2012-09-16 Thread Nadav Har'El
On Sun, Sep 16, 2012, Oleg Goldshmidt wrote about Re: Possible Solution for 
Frequent Keyboard Hangups in KDE.:
 I have never experienced this bug (on Fedora or RHEL), probably for
 one of two reasons:
 
 1) I don't enable - or install - the disabilities-related
 functionality (this does not mean that related bugs should not be
 fixed, of course...)

I also never intentially installed or enabled any disability related
functionality. The problem is that the modern philosophy shared by
GNOME/KDE/Fedora/Ubuntu is that they don't really care what the user
wants to configure. The user is stupid, so the OS should control him,
not the other way around. If it worked for MS-Windows and Apple iOS,
why wouldn't it work for them? :(

 2) I use KDE rather than GNOME. The default login manager remains GDM
 though unless you do
 
 # cat  /etc/sysconfig/desktop
 DISPLAYMANAGER=KDE

So did you actually do that?

I not only *not* use Gnome, I also don't use KDE (I use a completely
home-brewed environment based on the archaic^H^H^H^H^H^H^Hclassic window
manager ctwm). But I was still using GDM for the login, so its bug
of leaving the accessx mode enabled still effected me.

Material —
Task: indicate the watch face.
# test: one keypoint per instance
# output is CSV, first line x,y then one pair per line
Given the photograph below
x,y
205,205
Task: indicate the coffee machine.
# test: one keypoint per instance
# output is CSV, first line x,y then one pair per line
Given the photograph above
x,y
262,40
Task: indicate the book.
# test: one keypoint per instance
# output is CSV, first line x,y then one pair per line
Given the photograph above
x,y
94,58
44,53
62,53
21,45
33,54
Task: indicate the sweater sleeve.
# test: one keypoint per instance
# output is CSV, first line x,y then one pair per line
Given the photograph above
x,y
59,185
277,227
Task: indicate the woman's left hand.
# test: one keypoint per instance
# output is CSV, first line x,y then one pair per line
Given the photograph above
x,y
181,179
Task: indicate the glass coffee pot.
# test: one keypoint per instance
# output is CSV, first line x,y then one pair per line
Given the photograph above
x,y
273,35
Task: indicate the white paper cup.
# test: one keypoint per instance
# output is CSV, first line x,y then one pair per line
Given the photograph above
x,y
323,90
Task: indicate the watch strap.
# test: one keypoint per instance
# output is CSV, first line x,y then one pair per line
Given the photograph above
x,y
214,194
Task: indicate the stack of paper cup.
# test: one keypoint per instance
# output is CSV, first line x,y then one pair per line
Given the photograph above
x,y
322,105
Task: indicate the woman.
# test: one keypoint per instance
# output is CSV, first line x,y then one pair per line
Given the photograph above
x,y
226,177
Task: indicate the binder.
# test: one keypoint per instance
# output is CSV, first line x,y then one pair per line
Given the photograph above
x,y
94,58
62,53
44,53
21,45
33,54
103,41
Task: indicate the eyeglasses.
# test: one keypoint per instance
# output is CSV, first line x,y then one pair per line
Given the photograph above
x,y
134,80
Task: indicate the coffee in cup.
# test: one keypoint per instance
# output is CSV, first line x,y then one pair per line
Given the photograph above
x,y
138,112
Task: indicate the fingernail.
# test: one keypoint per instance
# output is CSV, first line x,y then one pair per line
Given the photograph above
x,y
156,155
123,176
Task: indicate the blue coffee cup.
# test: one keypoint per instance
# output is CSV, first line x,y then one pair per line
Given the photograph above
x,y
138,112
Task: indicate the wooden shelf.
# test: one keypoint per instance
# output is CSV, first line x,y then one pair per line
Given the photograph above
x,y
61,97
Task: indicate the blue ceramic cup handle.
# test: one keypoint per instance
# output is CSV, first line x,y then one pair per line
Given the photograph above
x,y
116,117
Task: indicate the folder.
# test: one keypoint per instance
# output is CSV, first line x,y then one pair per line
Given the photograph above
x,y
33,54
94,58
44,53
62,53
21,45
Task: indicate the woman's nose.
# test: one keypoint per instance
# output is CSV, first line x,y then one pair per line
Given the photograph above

Stated goal —
Pick up the mailing-list reply about keyboard hangups in KDE after its last sentence and keep writing it. The records aren't needed for this.

Task output —
Try pressing the (left?) shift for more than 10 seconds, and see if you
really don't have this bug, or you were just lucky enough never to press
the shift key for so long. Like I said, this happened to just once every
few days - it's not a very common occurance.

 - check /etc/X11/prefdm to see what it does. Of course you can use KDM
 for login and still run GNOME as your desktop, maybe it helps with
 this particular problem (if the culprit is GDM).

Right, although I have no quibbles with GDM, I just wish they fixed its
accessx bit (and once I found that running xkbset -a removes this bit,
I no longer personally care if this bug exists).

Anyway, like I said, while GDM was the cause of the bug for me, I
understood that other people see a similar bug caused by other sources.

-- 
Nadav Har'El|Sunday, Sep 16 2012, 29 Elul 5772
n...@math.technion.ac.il |-
Phone +972-523-790466, ICQ 13349191 |My password is my dog's name. His name is
http://nadav.harel.org.il   |a#j!4@h, but I change it every month.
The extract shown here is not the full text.